Written exercise ▸
Collect every line below that contains the word "plank" and copy each one in full.

● ● ● ● ● ● ●

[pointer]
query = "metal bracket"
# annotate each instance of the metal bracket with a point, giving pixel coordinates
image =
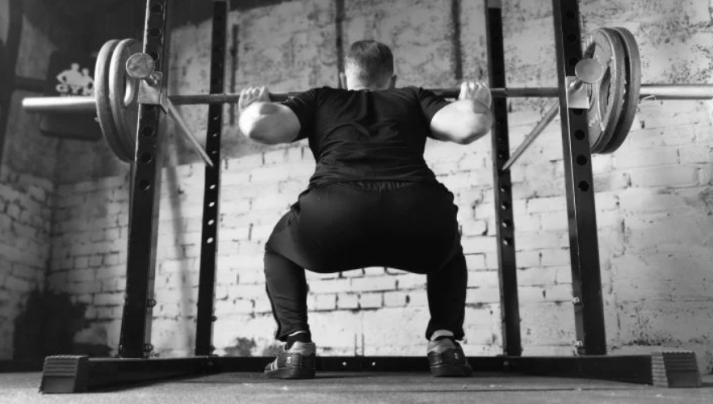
(577, 93)
(150, 90)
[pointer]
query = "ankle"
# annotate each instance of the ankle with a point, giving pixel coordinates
(440, 334)
(299, 336)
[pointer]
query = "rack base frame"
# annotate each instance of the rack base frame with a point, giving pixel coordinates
(81, 374)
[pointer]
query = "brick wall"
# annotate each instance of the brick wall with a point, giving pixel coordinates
(25, 220)
(26, 184)
(654, 196)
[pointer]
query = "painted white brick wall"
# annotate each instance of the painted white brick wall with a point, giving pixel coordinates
(654, 195)
(25, 221)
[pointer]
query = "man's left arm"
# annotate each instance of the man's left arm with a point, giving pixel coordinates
(264, 121)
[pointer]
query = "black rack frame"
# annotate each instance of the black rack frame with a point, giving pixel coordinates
(79, 373)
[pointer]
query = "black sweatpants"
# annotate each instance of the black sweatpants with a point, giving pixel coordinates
(351, 225)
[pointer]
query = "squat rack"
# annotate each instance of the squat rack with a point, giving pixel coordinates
(80, 373)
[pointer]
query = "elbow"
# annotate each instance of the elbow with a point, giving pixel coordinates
(477, 132)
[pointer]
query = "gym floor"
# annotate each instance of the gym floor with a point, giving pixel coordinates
(364, 387)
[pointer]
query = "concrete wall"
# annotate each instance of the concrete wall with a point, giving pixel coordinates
(654, 195)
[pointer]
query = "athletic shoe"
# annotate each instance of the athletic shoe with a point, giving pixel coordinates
(298, 362)
(446, 358)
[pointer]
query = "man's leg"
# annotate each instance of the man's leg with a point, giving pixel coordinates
(287, 289)
(446, 291)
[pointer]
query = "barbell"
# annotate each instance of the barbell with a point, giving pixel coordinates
(612, 100)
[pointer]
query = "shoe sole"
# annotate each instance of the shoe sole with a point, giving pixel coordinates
(451, 371)
(290, 373)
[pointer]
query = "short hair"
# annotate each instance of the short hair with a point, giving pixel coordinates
(371, 61)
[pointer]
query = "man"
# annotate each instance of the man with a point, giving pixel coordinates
(372, 200)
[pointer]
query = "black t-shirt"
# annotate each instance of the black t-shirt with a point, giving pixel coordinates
(367, 135)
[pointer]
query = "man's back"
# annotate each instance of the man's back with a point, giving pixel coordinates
(367, 135)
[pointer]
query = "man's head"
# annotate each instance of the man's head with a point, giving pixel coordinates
(369, 66)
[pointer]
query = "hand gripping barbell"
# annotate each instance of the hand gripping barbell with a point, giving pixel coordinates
(125, 78)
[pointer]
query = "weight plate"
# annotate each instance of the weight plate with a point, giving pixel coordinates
(125, 112)
(608, 94)
(633, 86)
(105, 114)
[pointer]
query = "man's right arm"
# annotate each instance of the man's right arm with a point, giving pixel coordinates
(467, 119)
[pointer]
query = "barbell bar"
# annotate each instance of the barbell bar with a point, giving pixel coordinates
(88, 104)
(610, 103)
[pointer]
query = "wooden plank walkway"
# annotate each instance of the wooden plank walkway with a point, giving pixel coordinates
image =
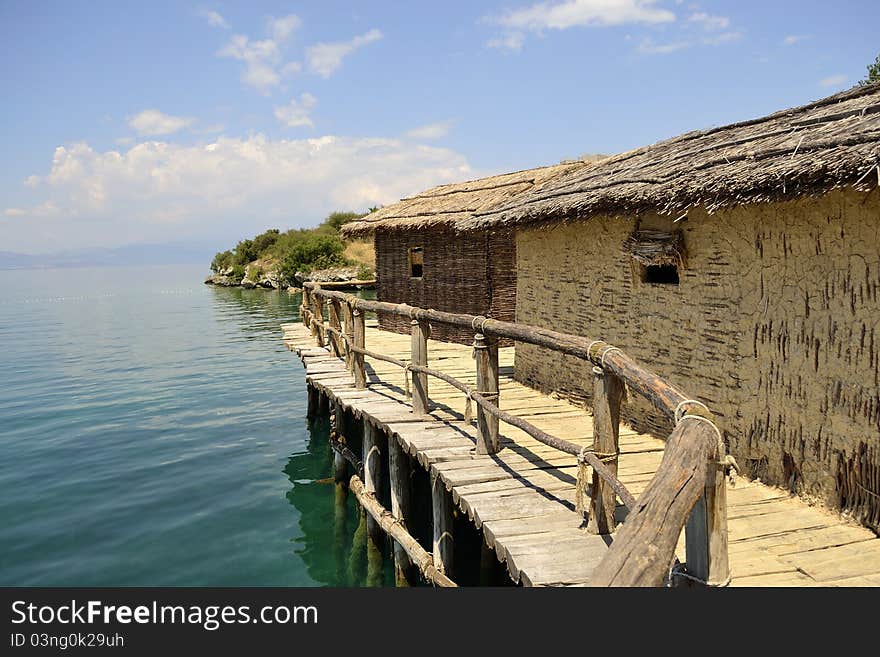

● ● ● ● ● ● ●

Result below ▸
query = "wooden plank walkway"
# annotate each instance of the wooden plank walkway with a point, giving pixel coordinates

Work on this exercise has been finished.